** Start Excerpt to read **

In the recent years, Switzerland has come under international pressure to move away from its traditions of banking secrecy. The US has made inroads on the Exchange of Information front and Switzerland has declared a willingness to meet or even exceed OECD standards in this area.
In 2011 Switzerland announced a white money strategy, involving proposals that banks will obtain a declaration from their foreign clients confirming that their assets held in Switzerland are correctly taxed. As a complement, to ensure continued tax compliance Switzerland offers States a facility whereby Switzerland will impose a final withholding tax on interest earned on the deposits in question. Since September 2011, two bilateral agreements based on this idea (Rubik agreements) have been entered into force with the UK and Austria.
EU position on the withholding tax agreements
While Member States are free to enter into international agreements, be they bilateral or multilateral, such agreements must not include any aspects which overlap with areas in which common action by the European Union has been taken or is envisaged. In this particular case the agreements cover taxation of savings income received by Austrian and UK residents from Swiss payers and provide for mechanisms aimed at securing taxation of such income in accordance with the laws of the State of residence of the beneficial owner. Mechanisms with the same objective are already contained in the Savings Directive and the Agreement between the EU and Switzerland providing for measures equivalent to those in the Savings Directive.
According to Algirda Semeta Member States should refrain from negotiating, initialing, signing or ratifying agreements with Switzerland, or any other third state, insofar as any aspects regulated at EU level might be touched upon. In practical terms, this means:
- Concerning direct taxes and the future, any bilateral agreement should include a carve out of areas already covered by existing EU instruments and areas included in proposals for their modification. In broad terms, Member States are free to agree upon tax measures regarding all other forms of income and capital.

** End Excerpt to read **
** Start Entries supplied **

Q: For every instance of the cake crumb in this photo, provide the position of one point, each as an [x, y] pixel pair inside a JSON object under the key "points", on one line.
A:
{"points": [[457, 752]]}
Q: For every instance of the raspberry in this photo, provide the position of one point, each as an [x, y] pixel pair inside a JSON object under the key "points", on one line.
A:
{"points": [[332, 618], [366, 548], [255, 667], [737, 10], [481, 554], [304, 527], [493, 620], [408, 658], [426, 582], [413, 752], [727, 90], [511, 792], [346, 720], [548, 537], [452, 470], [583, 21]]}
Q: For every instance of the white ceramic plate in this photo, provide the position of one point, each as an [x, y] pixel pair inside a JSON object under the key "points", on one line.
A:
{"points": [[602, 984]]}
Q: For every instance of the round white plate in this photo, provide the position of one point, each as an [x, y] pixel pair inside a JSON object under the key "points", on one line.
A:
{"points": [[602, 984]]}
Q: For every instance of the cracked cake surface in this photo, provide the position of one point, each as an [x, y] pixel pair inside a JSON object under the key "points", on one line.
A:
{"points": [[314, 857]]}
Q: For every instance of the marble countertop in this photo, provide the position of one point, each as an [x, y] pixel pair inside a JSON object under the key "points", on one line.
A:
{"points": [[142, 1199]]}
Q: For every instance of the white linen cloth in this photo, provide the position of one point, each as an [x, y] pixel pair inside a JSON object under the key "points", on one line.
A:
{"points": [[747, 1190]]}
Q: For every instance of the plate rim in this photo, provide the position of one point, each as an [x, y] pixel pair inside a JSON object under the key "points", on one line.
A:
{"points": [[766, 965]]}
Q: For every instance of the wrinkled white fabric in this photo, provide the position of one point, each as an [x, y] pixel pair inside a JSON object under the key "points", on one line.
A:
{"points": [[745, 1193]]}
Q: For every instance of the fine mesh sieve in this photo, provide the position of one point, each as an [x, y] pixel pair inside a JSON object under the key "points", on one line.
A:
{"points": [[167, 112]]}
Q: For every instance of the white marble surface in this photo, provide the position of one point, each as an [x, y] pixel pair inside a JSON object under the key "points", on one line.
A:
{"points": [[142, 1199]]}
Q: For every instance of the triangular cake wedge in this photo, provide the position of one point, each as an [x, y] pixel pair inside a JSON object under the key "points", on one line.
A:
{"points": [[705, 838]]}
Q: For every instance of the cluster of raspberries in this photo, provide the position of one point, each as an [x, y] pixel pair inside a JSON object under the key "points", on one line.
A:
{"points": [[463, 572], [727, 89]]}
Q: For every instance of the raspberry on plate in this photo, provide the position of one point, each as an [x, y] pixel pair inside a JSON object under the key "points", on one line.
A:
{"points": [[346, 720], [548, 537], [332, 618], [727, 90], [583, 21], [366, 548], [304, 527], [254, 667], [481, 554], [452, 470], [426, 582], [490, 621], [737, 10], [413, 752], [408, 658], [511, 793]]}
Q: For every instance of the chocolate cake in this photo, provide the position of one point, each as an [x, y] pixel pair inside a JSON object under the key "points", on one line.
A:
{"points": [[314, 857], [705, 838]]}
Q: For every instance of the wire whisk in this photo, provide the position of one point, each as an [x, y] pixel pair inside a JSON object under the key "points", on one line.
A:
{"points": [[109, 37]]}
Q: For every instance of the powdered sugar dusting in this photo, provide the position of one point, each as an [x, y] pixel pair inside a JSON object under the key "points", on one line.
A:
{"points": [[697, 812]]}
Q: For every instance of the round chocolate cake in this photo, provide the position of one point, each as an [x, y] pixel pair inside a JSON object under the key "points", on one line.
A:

** End Entries supplied **

**Directives:**
- A) Pick out every line of the records that contains the word "cake". Case counts.
- B) Resume the text on Switzerland's tax agreements from the point where it stops.

**Answers given:**
- A)
Q: For every instance of the cake crumb in this photo, provide the position of one point, each as an [x, y] pixel pair inside a JSON object under the key "points", on one line.
Q: For every instance of the cracked cake surface in this photo, provide the position of one point, each as an [x, y] pixel pair inside a JSON object under the key "points", on one line.
Q: For every instance of the triangular cake wedge in this photo, provide the position of one point, each as an [x, y] pixel pair inside a JSON object under the key "points", on one line.
Q: For every instance of the chocolate cake in this photo, provide the position of one point, each as an [x, y] pixel pair inside a JSON object under the key "points", on one line.
Q: For every instance of the round chocolate cake in this photo, provide the position of one point, each as an [x, y] pixel pair inside a JSON object under the key "points", on one line.

- B)
- Concerning the past, any regularization of unpaid taxes by formula may not concern VAT.
- If such an agreement provides for a broader cooperation, extending to areas outside tax, the principles on exclusive external competence of the EU apply in the same manner as described above, insofar as such areas are already governed or likely to be governed by EU harmonization. This may also concern banking and investment services.
EU Savings Directive
The 2003 Savings Directive was introduced as a European approach to attacking banking secrecy. It provides a mechanism whereby EU Member States automatically exchange information about interest earned in one Member State by a resident of another Member State. Currently, 25 Member States apply the automatic exchange of information. Two Member States – Austria and Luxemburg – are allowed, for a transitional period that ends in 2015, to apply a withholding tax instead of engaging in the automatic exchange of information. Currently, the rate of this withholding tax is 35%.
The EU savings agreements with Switzerland introduced equivalent measures, based around Switzerland paying agents withholding tax of 35% from certain interest payments to EU residents, with that tax being (mostly) transferred to the Member States of residence of the taxpayer and being (fully) available as a credit or repayment in that Member State upon full declaration of the income by the taxpayer. To avoid the withholding tax, the account holder has an option of disclosure to the Tax Administration of his Member State.
Since 2009, on the basis of a proposal presented by the Commission in November 2008, the EU has broadly agreed on enhancements that need to be made to strengthen the Savings Directive, mainly by extending its product scope, adding rules for identifying the owners of interest and dealing with artificial or tax exempt intermediary structures.
FATCA – Rubik – EU Savings Directive
To some extent the existing EU Savings Directive has elements of FATCA. The differences are that the EU Savings Directive has similar loopholes that the US QI regime has. For example, a person wanting to evade tax could invest in shell entities. Another difference is that although the EU Savings Directive is principally a reporting model, it allows a withholding model for certain countries (Austria and Luxemburg). FATCA as passed by the US doesnt allow withholding.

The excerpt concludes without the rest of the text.